(ARBEITSANWEISUNGEN)
(A) Beantworten Sie zum Text über Giraffen und Vereinbarkeit die folgenden Fragen:
(i) Was behalten Giraffen laut Text immer?
(ii) Wen holt Olli vom Kindergarten ab?
(iii) Was pupsen die kleinen Einhörner manchmal?
(B) Entnehmen Sie dem Text über Giraffen und Vereinbarkeit wortgetreu den Abschnitt, der bei den Worten „Sie behalten immer“ beginnt, und hören Sie nach den Worten „die Zweitgeborene ab.“ auf.

(AUSGANGSTEXT)
****

Warum wir eine Giraffe kaufen
Ihr fragt euch jetzt sicherlich, was Giraffen mit Vereinbarkeit zu tun haben. Jetzt mal ehrlich: Mögt ihr Giraffen? Ich habe noch nie jemanden getroffen der sie nicht mag. Sie sind friedlich, suchen keinen Streit, lassen andere genauso sein wie sie sind und wirken immer mega-entspannt. Außerdem sieht es lustig aus, wenn sie rennen galoppieren.

Sie behalten immer den Überblick und sind jedoch nie überheblich.
Und genau das ist der Knackpunkt: Ich bin sicher, alle von euch, die sich tagtäglich mehr oder weniger an der Vereinbarkeit die Zähne ausbeißen kennen Dialoge, wie den folgenden. Der hat übrigens so nie stattgefunden. Schließlich lieben wir uns und sind ein Herz und eine Seele.
(Wenn ihr ganz genau hinseht, könnt ihr vielleicht die kleinen Einhörner unter unserer Zimmerdecke schweben sehen. Manchmal pupsen sie Regenbögen.)
Olli: Holt Einhalb vom Kindergarten ab. Legt Informationszettel aus dem Kindergarten ins Auto. Fährt direkt weiter und holt gemeinsam mit Einhalb die Zweitgeborene ab.
*etwa eine Woche später
Jette:
Räumt Einkäufe aus dem Auto und nimmt Zettel mit in die Wohnung. Liest.

****

(DATENAUSZUG)
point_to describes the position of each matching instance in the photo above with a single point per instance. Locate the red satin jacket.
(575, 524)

****

(LÖSUNGEN)
(A)
(i) Den Überblick.
(ii) Einhalb.
(iii) Regenbögen.

(B)
Sie behalten immer den Überblick und sind jedoch nie überheblich.
Und genau das ist der Knackpunkt: Ich bin sicher, alle von euch, die sich tagtäglich mehr oder weniger an der Vereinbarkeit die Zähne ausbeißen kennen Dialoge, wie den folgenden. Der hat übrigens so nie stattgefunden. Schließlich lieben wir uns und sind ein Herz und eine Seele.
(Wenn ihr ganz genau hinseht, könnt ihr vielleicht die kleinen Einhörner unter unserer Zimmerdecke schweben sehen. Manchmal pupsen sie Regenbögen.)
Olli: Holt Einhalb vom Kindergarten ab. Legt Informationszettel aus dem Kindergarten ins Auto. Fährt direkt weiter und holt gemeinsam mit Einhalb die Zweitgeborene ab.